#### Supplied text:
+++

Growth enhancement, amino acid synthesis and reduction in susceptibility towards Phytophthora megakarya by arbuscular mycorrhizal fungi inoculation in cocoa plants

Publication Type:

Journal Article


Journal of Phytopathology, Blackwell Publishing Ltd, Volume 160, Number 5, p.220–228 (2012)



amino acids, arbuscular mycorrhizal fungi, cocoa, Phytophthora megakarya, plant disease


The effects of some selected arbuscular mycorrhizal (AM) fungi, Gigaspora margarita and Glomus mossae on the growth and the role of soluble amino acids of two contrasting cocoa cultivars (ICS84 tolerant and SNK10 sensitive) against black pod disease caused by Phytophthora megakarya were investigated. Root colonization by AM fungi is between 50 and 70% 18 weeks after planting. Tested AM fungi significantly increased all the plant growth parameters (height, number of leaves, shoot and root matter) and P uptake as compared to non-inoculated plants in pot experiments. AM fungi inoculated cocoa reduced the disease severity. Compared to the control, the soluble amino acid levels increased with inoculation of the AM fungi strains in the necrotic stems of disease on inoculated cocoa plants. Significant relationships between amino acids and disease severity observed for two cocoa cultivars imply that the induction of specific amino acids synthesized by leaves, such as arginine, cysteine and glutamic acid, may represent potential candidate molecules for adaptation of such cultivars to P. megakarya disease. Inoculating seedlings with AMF in nurseries could enhance the development of cocoa plants protected against P. megakarya.

+++

(Pointing data grounded in images)

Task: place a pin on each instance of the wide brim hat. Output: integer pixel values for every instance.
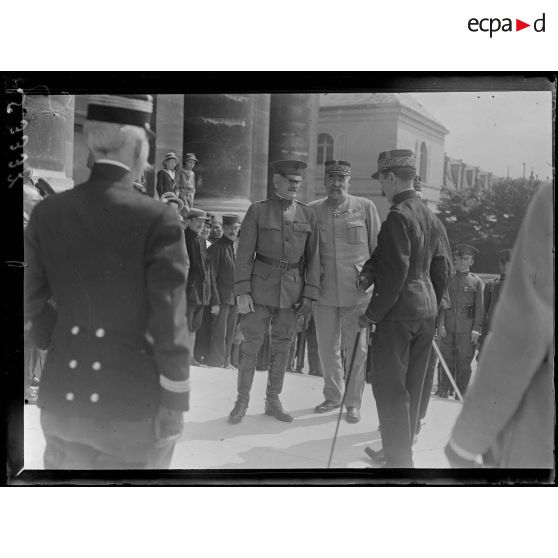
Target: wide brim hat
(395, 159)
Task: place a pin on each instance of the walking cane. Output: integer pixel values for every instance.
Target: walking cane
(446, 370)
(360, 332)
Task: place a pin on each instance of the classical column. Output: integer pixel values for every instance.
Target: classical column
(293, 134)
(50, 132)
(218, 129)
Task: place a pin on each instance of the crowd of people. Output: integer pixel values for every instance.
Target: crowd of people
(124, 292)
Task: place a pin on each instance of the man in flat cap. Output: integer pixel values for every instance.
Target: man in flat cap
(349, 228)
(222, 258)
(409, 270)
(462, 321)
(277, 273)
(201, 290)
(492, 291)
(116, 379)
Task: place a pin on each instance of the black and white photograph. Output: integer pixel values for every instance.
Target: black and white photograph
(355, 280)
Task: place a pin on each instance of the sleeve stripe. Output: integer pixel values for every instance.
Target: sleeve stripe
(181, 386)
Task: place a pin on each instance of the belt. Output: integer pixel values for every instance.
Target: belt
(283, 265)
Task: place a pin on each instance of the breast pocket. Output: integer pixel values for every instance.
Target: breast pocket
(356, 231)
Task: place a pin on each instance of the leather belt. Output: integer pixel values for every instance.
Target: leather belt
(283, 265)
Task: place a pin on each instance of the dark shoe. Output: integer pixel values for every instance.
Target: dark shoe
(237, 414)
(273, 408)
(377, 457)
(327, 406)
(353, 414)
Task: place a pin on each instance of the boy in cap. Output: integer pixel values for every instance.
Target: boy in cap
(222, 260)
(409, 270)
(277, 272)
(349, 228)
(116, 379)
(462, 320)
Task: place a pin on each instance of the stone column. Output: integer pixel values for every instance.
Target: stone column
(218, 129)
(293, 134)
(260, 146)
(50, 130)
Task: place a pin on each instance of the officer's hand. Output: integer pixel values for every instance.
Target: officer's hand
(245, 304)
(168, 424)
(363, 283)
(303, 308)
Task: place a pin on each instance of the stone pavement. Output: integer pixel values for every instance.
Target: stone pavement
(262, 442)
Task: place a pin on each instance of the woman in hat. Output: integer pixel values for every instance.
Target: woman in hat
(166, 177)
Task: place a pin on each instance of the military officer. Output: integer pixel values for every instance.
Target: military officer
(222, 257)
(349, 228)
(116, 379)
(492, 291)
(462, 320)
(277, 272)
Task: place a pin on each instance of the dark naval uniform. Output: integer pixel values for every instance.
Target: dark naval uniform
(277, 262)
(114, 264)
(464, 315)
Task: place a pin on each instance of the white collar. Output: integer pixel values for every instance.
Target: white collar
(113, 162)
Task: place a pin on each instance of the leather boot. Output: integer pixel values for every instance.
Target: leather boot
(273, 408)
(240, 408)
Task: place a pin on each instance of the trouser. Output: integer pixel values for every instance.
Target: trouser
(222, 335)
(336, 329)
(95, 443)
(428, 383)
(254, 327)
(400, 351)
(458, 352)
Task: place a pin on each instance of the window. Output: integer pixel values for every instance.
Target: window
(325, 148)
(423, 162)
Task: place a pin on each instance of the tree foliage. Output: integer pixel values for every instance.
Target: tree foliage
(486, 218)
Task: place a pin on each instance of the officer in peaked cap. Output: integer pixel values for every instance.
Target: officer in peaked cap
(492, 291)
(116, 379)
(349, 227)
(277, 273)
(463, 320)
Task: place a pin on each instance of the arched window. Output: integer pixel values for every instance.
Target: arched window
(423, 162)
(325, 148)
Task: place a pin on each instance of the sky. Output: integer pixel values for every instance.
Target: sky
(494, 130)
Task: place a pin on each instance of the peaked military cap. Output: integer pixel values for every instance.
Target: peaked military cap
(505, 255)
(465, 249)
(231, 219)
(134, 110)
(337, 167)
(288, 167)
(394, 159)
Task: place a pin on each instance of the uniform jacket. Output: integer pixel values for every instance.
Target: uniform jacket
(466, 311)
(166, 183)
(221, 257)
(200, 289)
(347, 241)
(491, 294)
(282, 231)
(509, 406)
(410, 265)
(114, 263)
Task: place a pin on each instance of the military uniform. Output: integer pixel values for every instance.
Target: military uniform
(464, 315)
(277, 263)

+++

#### Exercises:
a - Echo the cocoa study abstract word for word from "Growth enhancement, amino" up to and including "5, p.220–228 (2012)".
b - Decide whether each statement agrees with the cocoa study abstract, answering yes or no and quoting the words that settle it: (i) Root colonization by AM fungi reached between 50 and 70% 18 weeks after planting. (ii) SNK10 is the tolerant cultivar. (iii) Cocoa inoculated with AM fungi showed greater disease severity.

#### Solved problems:
a -
Growth enhancement, amino acid synthesis and reduction in susceptibility towards Phytophthora megakarya by arbuscular mycorrhizal fungi inoculation in cocoa plants

Publication Type:

Journal Article


Journal of Phytopathology, Blackwell Publishing Ltd, Volume 160, Number 5, p.220–228 (2012)

b -
(i) Yes: "Root colonization by AM fungi is between 50 and 70% 18 weeks after planting."
(ii) No: "ICS84 tolerant and SNK10 sensitive"
(iii) No: "AM fungi inoculated cocoa reduced the disease severity."